┌────────

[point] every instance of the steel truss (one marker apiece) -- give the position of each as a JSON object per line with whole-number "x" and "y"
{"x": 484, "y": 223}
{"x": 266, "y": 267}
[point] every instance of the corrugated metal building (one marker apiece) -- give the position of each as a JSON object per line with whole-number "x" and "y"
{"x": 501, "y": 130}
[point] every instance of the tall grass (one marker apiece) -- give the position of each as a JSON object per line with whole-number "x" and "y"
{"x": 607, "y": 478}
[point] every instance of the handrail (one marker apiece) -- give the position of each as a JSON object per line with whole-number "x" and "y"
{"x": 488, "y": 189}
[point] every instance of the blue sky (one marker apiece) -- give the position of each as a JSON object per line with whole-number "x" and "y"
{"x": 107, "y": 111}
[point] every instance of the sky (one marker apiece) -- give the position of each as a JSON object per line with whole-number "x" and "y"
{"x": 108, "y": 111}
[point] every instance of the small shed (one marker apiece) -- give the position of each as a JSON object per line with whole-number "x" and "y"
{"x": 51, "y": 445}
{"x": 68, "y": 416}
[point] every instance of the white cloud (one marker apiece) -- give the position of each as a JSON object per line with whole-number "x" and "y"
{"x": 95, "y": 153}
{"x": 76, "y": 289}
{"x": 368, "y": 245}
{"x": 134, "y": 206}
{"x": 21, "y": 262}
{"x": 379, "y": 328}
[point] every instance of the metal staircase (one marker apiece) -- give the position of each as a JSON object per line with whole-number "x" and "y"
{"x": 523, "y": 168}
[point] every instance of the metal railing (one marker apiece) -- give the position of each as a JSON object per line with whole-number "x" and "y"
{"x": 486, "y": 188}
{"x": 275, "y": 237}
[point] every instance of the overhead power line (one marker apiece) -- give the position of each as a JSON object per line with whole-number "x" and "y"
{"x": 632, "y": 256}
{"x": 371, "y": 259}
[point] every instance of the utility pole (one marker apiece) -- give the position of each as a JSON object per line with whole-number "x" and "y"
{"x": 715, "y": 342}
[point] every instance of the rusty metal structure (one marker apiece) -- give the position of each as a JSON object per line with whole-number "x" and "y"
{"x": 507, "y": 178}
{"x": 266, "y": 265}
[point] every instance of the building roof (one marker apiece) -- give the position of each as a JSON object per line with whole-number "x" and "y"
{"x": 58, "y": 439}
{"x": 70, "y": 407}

└────────

== EXERCISE INSTRUCTIONS ==
Emit the records above again, exactly, with no line skipped.

== COMPLETED EXERCISE ==
[point] every instance of the steel truss (one marker apiece) -- give the position of each as a JSON object per line with whole-number "x" and "y"
{"x": 484, "y": 223}
{"x": 266, "y": 267}
[point] every instance of the corrugated metal building (one marker apiece) -- give the position of each as a JSON object per line with whole-number "x" and "y"
{"x": 501, "y": 130}
[point] every instance of the tall grass (one marker apiece) -- give the position of each as a JSON object per line with whole-number "x" and "y"
{"x": 607, "y": 478}
[point] every instance of the handrail (one marker apiece) -- give the position of each as a JSON object per line with whole-number "x" and "y"
{"x": 488, "y": 189}
[point] every instance of the blue sky (one marker apiece) -- give the position of each as a JSON object per line with whole-number "x" and "y"
{"x": 107, "y": 111}
[point] every instance of the sky (one marker apiece) -- give the position of each as a JSON object per line with whole-number "x" and "y"
{"x": 108, "y": 111}
[point] every instance of the small shed (one marker apiece) -- give the position of each as a JSON object per line with whole-number "x" and "y"
{"x": 51, "y": 445}
{"x": 68, "y": 416}
[point] every instance of the white cloud (one marker apiece) -- give the position of each as a JSON object per line with whole-number "x" and "y"
{"x": 95, "y": 153}
{"x": 76, "y": 289}
{"x": 368, "y": 245}
{"x": 134, "y": 206}
{"x": 21, "y": 262}
{"x": 379, "y": 328}
[point] every instance of the metal staircase (one marker apiece) -- give the position of each as a JSON object per line with whole-number "x" and "y"
{"x": 523, "y": 168}
[point] every instance of the metal railing (one marker apiece) -- give the position of each as a JSON object per line with whole-number "x" and "y"
{"x": 486, "y": 188}
{"x": 275, "y": 237}
[point] every instance of the overhead power line (one marker apiece) -- give the position of each as a JSON object per line with whole-number "x" and "y"
{"x": 632, "y": 256}
{"x": 371, "y": 259}
[point] every instance of the utility pole (one marker apiece) -- give the position of each as a JSON object per line with whole-number "x" and "y"
{"x": 715, "y": 342}
[point] every instance of the rusty metal structure (one marker apiece) -- give the position of each as a JSON object per line with whole-number "x" and "y"
{"x": 507, "y": 178}
{"x": 266, "y": 265}
[point] every instance of the building roof (one marker apiece) -- give the position of each as a JSON object per line with whole-number "x" and "y"
{"x": 58, "y": 439}
{"x": 70, "y": 407}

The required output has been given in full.